Trecho do documento:
-------------------------
Yu Hua comove com belo enredo picaresco

Autor chinês consegue combinar sentimentalismo, violência e humor em "Irmãos", que sai agora no Brasil


O LIVRO CONSEGUE SER COMOVENTE COMO UM GRANDE ROMANCE DE AMOR ROMÂNTICO, CRUEL COMO RARAMENTE SABE SER A LITERATURA OCIDENTAL E HILARIANTE


ALCIR PÉCORA
ESPECIAL PARA A FOLHA

O herói da novela tradicional picaresca, que sobrevive no limite da miséria e usa todo tipo de expediente para ascender no meio hostil, parece estar se tornando o mais bem-sucedido modelo de anti-herói do romance atual.
Trata-se de um modelo ampliado, pois, como em "Solar", de Ian McEwan, até um vencedor de prêmio Nobel pode se ver reduzido ao papel de malandro inescrupuloso em luta contra eventos adversos em série.
No entanto, a personagem do pícaro de hoje parece se adaptar de maneira especialmente verossímil ao habitat dos países emergentes, no qual o crescimento vertiginoso da riqueza e a rápida mobilidade social estão articulados a uma desigualdade brutal, à ineficácia jurídica dos direitos, ao empreendedorismo inescrupuloso e ao paternalismo político, autoritário e golpista.

PÍCARO AMPLIADO
O cineasta-publicitário fajuto de "Pornopopeia", de autoria de Reinaldo Moraes, lutando na desflor da idade para sustentar as drogas, o sexo e, enfim, a sua própria vida, se encaixa bem nesse tipo de pícaro ampliado.
Na Índia, um exemplo do gênero é o ótimo "O Tigre Branco", romance de estreia de Aravind Adiga no qual um egresso das baixas castas do interior se torna um bem-sucedido empresário global dos transportes urbanos, autorizando-se a dar conselhos de gestão progressista a um mandatário chinês.
Mas a China, claro, conta ela mesma com um mestre do gênero, Yu Hua (1960), cujo belo "Irmãos" (2005) acaba de sair no Brasil.
-------------------------
Requisito: Transcreva fielmente o trecho da resenha entre "Yu Hua comove" e "adversos em série.", inclusive. Os registros a seguir provêm de outra fonte.

[Linhas de um conjunto de dados de rotulagem de caixas]
-------------------------
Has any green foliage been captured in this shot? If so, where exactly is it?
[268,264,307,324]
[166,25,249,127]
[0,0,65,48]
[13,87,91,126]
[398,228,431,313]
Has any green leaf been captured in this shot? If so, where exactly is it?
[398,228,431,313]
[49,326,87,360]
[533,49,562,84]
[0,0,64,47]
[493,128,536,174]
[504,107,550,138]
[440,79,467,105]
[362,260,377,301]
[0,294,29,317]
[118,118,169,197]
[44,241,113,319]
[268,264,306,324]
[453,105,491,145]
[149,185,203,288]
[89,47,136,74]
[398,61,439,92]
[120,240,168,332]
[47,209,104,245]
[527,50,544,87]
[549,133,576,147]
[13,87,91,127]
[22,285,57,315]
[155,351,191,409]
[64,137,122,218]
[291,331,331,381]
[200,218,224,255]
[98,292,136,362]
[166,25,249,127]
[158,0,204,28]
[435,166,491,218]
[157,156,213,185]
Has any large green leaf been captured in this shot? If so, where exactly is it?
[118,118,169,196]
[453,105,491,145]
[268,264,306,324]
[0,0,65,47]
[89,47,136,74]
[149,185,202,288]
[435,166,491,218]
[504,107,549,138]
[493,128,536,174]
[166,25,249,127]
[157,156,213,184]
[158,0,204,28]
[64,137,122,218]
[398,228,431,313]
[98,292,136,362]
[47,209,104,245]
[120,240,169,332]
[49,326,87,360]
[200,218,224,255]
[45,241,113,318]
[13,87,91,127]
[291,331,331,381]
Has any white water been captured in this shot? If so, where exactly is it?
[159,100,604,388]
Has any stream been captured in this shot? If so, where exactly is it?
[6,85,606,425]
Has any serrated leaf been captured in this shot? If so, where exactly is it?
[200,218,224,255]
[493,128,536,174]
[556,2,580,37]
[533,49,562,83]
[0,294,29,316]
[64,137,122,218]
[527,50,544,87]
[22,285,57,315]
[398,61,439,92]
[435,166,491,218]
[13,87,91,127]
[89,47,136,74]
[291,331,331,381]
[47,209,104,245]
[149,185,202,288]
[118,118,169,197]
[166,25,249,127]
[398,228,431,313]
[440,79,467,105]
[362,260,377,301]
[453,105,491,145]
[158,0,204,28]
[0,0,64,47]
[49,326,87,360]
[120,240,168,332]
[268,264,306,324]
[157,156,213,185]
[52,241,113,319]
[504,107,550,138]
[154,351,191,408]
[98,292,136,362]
-------------------------
Resultado da tarefa:
Yu Hua comove com belo enredo picaresco

Autor chinês consegue combinar sentimentalismo, violência e humor em "Irmãos", que sai agora no Brasil


O LIVRO CONSEGUE SER COMOVENTE COMO UM GRANDE ROMANCE DE AMOR ROMÂNTICO, CRUEL COMO RARAMENTE SABE SER A LITERATURA OCIDENTAL E HILARIANTE


ALCIR PÉCORA
ESPECIAL PARA A FOLHA

O herói da novela tradicional picaresca, que sobrevive no limite da miséria e usa todo tipo de expediente para ascender no meio hostil, parece estar se tornando o mais bem-sucedido modelo de anti-herói do romance atual.
Trata-se de um modelo ampliado, pois, como em "Solar", de Ian McEwan, até um vencedor de prêmio Nobel pode se ver reduzido ao papel de malandro inescrupuloso em luta contra eventos adversos em série.